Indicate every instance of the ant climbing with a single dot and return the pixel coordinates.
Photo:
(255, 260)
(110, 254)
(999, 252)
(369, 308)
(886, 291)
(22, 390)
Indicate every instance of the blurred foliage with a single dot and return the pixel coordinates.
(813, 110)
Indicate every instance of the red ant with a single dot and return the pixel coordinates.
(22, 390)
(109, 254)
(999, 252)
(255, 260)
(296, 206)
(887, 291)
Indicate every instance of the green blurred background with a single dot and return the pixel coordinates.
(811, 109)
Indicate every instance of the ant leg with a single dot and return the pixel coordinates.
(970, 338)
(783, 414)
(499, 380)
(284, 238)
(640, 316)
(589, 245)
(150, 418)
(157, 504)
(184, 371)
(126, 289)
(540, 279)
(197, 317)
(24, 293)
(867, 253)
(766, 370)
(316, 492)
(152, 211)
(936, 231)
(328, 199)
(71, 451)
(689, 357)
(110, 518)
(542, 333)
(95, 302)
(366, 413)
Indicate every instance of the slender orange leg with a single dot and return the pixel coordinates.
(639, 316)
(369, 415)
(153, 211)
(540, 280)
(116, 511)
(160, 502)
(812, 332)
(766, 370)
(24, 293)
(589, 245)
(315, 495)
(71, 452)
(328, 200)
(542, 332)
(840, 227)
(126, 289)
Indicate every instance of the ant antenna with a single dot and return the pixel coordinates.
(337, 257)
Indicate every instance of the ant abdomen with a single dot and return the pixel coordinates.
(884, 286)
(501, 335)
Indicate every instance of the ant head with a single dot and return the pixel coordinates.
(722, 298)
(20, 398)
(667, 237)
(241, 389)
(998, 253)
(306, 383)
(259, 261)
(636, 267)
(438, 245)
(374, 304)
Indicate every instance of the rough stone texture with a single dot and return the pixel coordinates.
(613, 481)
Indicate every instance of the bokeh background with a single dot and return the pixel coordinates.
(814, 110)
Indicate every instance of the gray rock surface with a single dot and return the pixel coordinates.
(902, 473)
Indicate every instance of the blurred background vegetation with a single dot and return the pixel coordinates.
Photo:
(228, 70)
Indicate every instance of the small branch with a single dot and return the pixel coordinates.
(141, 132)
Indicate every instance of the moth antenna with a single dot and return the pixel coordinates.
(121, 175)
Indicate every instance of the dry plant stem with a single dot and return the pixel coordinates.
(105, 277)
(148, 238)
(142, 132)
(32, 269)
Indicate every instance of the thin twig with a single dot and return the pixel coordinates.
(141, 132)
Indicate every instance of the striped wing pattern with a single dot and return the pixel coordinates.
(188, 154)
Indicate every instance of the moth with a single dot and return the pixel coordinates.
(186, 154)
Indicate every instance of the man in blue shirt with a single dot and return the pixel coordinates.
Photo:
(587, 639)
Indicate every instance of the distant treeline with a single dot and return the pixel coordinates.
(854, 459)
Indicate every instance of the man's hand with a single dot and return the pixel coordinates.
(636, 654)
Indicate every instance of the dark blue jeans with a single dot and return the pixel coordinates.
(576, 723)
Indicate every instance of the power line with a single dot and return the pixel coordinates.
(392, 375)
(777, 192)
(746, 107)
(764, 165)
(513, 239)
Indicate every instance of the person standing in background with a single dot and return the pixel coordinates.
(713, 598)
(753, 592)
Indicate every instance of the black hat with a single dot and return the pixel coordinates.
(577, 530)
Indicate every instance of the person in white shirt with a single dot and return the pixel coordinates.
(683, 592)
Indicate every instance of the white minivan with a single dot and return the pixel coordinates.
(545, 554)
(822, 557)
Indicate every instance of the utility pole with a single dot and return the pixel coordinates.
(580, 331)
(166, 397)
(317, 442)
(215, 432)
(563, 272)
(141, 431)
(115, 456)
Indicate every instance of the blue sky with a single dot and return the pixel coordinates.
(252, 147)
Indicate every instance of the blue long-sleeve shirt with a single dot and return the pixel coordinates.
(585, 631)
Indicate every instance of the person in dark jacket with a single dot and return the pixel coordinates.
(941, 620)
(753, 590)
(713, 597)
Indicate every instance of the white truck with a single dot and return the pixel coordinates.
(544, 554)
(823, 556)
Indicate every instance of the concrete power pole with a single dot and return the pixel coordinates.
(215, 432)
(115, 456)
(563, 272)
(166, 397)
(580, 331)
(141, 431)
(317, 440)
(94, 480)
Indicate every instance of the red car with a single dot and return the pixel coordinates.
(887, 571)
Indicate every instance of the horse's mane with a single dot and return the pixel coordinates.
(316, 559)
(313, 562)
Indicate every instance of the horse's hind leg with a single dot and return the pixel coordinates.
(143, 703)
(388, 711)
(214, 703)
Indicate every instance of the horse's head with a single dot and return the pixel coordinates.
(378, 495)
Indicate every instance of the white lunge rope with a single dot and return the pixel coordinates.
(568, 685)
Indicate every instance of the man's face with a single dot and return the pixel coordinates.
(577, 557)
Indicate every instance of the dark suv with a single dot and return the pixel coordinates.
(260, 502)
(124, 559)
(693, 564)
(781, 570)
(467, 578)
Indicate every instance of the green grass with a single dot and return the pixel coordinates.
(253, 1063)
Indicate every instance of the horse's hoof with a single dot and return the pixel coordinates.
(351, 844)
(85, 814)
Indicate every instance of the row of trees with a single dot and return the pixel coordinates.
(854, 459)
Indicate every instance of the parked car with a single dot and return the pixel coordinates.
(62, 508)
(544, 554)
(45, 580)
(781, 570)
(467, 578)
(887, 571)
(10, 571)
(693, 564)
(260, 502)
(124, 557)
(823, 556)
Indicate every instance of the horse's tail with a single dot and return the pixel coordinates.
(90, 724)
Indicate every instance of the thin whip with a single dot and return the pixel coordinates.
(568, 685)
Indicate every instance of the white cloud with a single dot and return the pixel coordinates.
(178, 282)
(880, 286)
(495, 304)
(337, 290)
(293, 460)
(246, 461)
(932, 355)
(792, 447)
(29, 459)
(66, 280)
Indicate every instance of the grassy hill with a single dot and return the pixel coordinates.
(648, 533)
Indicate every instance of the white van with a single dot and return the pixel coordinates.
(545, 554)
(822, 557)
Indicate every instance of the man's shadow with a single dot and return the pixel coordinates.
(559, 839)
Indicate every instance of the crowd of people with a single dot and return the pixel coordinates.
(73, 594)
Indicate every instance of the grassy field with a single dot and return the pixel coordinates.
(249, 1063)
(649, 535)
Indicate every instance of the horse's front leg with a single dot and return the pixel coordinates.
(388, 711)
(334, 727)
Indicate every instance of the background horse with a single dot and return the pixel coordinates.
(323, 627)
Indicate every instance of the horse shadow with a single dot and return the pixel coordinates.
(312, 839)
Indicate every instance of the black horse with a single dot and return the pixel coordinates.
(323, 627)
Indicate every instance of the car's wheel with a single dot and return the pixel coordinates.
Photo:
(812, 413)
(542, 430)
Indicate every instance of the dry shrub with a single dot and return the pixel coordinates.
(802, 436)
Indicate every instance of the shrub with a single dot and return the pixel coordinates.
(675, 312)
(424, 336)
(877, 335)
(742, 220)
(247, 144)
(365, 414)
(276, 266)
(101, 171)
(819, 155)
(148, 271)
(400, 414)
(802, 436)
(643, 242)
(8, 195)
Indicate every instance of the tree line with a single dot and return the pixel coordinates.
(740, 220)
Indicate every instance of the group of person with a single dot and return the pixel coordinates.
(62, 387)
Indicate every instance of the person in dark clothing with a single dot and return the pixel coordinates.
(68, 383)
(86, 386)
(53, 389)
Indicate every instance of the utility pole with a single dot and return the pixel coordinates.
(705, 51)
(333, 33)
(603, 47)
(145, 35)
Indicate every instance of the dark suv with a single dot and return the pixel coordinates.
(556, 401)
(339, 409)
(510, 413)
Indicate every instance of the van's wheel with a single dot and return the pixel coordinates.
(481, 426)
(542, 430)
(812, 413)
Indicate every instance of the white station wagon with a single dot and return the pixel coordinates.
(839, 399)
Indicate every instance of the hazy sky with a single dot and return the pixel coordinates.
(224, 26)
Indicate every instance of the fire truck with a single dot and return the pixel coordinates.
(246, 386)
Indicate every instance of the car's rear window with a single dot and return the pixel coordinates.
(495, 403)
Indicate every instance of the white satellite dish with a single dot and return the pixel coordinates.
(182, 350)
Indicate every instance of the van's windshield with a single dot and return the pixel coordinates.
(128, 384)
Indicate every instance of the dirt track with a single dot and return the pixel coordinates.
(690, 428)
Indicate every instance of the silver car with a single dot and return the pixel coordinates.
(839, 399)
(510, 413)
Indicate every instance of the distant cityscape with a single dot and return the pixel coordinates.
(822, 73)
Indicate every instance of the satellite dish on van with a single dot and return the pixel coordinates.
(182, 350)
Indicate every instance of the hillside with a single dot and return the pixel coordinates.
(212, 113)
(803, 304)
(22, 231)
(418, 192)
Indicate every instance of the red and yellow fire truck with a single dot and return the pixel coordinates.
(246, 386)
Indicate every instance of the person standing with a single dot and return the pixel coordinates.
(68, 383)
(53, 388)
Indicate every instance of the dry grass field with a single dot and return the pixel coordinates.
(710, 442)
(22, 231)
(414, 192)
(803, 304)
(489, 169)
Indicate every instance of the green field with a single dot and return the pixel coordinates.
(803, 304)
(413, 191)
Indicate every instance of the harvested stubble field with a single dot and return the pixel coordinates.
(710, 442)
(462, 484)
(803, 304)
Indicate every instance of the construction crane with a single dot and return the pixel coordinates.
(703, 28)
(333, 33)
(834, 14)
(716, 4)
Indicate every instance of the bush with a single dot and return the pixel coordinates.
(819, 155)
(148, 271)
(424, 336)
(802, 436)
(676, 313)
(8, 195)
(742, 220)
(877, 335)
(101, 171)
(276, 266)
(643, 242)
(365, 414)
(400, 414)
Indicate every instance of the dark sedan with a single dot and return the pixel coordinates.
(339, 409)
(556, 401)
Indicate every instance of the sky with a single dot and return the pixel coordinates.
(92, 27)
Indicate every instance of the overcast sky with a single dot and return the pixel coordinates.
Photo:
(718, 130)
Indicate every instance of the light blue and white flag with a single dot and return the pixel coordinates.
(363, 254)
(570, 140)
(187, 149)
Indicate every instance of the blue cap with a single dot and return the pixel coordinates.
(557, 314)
= = = = =
→ **DESCRIPTION OF THE TASK**:
Only the lines from the one containing "Indicate every instance of the overcast" through the end of the material should be reproduced, exactly, with both ends included.

→ **WRITTEN REPLY**:
Indicate every instance of the overcast sky with a single dot and return the pixel coordinates.
Photo:
(718, 130)
Indicate every instance of the light blue and white flag with a single dot and return the pixel coordinates.
(363, 254)
(570, 140)
(187, 149)
Indicate every instance of the blue cap with a single dot and return the pixel coordinates.
(557, 314)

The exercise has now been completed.